| Exercise brief |
Transcribe the entries below word for word, starting at the line that contains "the black smartphone;" and continuing through the last line of the entries, with both ends included.

| Data listing |

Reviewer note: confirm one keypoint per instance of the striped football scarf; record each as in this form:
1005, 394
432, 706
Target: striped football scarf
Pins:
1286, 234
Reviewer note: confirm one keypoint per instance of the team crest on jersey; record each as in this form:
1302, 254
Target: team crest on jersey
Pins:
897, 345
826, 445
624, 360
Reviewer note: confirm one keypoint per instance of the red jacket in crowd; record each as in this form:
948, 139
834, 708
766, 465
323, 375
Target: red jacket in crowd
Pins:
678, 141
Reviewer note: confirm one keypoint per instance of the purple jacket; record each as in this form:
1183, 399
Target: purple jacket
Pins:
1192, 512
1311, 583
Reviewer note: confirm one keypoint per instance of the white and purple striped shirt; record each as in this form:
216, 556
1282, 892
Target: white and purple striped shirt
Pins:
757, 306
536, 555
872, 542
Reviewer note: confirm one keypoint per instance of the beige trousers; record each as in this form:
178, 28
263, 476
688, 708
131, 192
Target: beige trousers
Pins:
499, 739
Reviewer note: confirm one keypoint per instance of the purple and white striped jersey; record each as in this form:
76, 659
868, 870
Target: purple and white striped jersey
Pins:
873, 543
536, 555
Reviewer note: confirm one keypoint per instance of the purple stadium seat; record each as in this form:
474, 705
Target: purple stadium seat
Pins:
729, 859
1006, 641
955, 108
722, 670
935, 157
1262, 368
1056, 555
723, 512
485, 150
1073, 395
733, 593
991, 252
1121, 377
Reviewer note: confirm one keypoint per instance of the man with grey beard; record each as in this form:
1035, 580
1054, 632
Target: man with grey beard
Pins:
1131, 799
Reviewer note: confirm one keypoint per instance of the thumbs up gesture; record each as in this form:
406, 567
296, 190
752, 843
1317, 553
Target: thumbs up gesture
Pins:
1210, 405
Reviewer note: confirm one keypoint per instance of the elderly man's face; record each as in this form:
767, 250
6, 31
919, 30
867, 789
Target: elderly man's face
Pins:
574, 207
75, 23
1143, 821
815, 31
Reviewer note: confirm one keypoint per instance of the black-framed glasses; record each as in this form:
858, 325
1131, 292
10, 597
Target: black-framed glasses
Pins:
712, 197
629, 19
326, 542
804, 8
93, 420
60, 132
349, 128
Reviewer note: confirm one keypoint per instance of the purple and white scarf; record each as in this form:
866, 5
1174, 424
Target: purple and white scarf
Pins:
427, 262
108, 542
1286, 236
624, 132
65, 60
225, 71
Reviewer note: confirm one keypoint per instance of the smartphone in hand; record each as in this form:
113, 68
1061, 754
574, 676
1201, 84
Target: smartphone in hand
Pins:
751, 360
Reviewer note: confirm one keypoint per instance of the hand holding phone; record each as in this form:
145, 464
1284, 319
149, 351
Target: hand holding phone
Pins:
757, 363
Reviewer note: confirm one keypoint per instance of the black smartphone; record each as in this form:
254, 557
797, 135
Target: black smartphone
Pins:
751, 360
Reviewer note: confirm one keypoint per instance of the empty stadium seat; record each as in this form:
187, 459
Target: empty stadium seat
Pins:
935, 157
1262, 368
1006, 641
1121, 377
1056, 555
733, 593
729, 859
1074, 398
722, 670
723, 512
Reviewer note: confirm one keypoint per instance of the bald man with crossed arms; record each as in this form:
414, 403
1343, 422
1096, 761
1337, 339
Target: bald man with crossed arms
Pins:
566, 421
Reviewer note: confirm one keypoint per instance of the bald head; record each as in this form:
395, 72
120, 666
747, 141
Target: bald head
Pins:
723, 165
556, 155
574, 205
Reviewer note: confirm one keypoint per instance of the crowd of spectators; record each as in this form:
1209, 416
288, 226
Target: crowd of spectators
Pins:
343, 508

| Complete response |
Reviewer note: confirm one keypoint per instance of the black smartphone; record each as in this form:
254, 557
797, 135
Target: black smartphone
Pins:
751, 360
Reviewer note: confirm one keypoint per instance of the empty stadium seat; record each as in this form:
187, 459
Target: empty stadium seat
Pins:
935, 157
1262, 368
1006, 641
1121, 377
1056, 555
733, 593
729, 859
1074, 398
722, 670
723, 512
Reviewer note: confirm one keypoint per instance of the bald man with crossed arms; record each as in this form:
414, 403
1343, 422
1096, 761
1337, 339
Target: bald man with crossed arms
Pins:
566, 421
Reviewer note: confirm one keypoint per instance of the bald head; record each as in this form:
395, 72
120, 666
747, 141
Target: bald head
Pins:
723, 165
556, 155
574, 205
Reviewer note: confirm one keypoint per instance of the crowd of spectators; record each as in this form:
1209, 416
288, 226
Target: crowd of spectators
Pins:
343, 508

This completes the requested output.